__Excerpt provided__
····················

Friends in High Places

How a pair of self-proclaimed “neighborhood nobodies” saw an abandoned elevated railway and envisioned a new park.

Last month New York City’s most inspired and unlikely public-works project broke ground. The High Line—a collective fantasy that the city has been dreaming of for six years—now begins its transformation from elevated out-of-use freight rail viaduct to innovative public open space, a green strip of park floating through West Chelsea. This represents an impressive coup in New York, where dreams of reinventing public infrastructure run up against the realities of public opinion, political opposition, impenetrable bureaucracy, and the general impracticality of getting anything done in the country’s most crowded, built-up, and expensive city. (See the Second Avenue subway, Governors Island, Fresh Kills, and Moynihan Station.)

Until recently the city, the state, and the property holders underneath it favored demolishing the High Line. Who would have thought that two neighborhood activists with no experience in public works—a freelance writer named Joshua David and a business consultant and sometime painter named Robert Hammond—would take on all of them…and win? What’s more, they also secured millions in funding, inspired the city’s hottest economic-development plan, and engaged Field Operations and Diller Scofidio + Renfro to design the project. Writing in the Wall Street Journal earlier this year, Ada Louise Huxtable remarked, “This imaginative and sensitive scheme is so well conceived and its design development is being so well orchestrated…that it serves as an object lesson for a preservation movement increasingly mired in sentimentality, amateurism, and political infighting.” For the past six years the question on everyone’s minds was, Could this project really happen? Now that the answer is a resounding “yes,” we all want to know something else: who exactly are these guys, and how did they pull this off?

····················

__Data__
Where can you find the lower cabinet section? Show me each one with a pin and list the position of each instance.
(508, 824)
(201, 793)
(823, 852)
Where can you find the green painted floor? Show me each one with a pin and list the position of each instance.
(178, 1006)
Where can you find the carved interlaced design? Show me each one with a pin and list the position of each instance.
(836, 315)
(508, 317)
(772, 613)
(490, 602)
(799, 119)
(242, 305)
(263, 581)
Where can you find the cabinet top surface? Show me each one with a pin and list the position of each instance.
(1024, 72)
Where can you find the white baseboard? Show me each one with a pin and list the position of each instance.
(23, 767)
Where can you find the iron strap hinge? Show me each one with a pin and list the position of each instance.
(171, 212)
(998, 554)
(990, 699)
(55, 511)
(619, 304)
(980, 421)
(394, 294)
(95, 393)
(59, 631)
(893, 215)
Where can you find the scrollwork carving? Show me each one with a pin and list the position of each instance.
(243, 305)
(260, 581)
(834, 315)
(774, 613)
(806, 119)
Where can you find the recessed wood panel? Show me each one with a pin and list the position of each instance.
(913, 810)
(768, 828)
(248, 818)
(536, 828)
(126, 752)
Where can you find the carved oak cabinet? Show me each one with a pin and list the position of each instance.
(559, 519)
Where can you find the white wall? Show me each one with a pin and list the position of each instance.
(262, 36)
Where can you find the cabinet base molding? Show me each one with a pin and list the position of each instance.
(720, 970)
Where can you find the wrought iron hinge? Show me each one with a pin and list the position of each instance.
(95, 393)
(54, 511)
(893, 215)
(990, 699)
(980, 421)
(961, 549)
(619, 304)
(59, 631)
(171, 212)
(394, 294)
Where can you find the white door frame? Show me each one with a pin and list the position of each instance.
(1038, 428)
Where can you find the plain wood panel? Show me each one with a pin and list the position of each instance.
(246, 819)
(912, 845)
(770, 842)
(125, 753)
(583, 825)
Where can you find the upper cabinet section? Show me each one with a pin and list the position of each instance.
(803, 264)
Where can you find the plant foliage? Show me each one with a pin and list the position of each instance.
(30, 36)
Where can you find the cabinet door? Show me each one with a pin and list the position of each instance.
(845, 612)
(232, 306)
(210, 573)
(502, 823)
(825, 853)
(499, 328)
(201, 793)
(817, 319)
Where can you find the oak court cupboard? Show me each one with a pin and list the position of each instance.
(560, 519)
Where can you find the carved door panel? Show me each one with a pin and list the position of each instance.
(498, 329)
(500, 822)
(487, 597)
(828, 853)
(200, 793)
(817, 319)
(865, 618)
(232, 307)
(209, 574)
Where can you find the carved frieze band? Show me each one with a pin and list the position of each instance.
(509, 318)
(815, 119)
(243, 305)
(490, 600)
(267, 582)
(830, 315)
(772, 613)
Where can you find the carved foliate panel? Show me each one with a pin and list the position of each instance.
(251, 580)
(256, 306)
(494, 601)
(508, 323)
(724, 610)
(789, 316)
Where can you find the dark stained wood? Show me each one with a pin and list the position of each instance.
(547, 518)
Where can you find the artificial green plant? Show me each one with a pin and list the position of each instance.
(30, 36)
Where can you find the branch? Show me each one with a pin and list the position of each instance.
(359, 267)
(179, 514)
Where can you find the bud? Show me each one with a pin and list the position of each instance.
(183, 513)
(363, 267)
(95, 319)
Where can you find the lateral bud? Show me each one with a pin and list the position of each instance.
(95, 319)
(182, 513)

····················

__Task instructions__
The High Line article above cites several other New York projects in parentheses as examples of how hard it is to get anything done in the city. List each one.

__Result of this task__
- Second Avenue subway
- Governors Island
- Fresh Kills
- Moynihan Station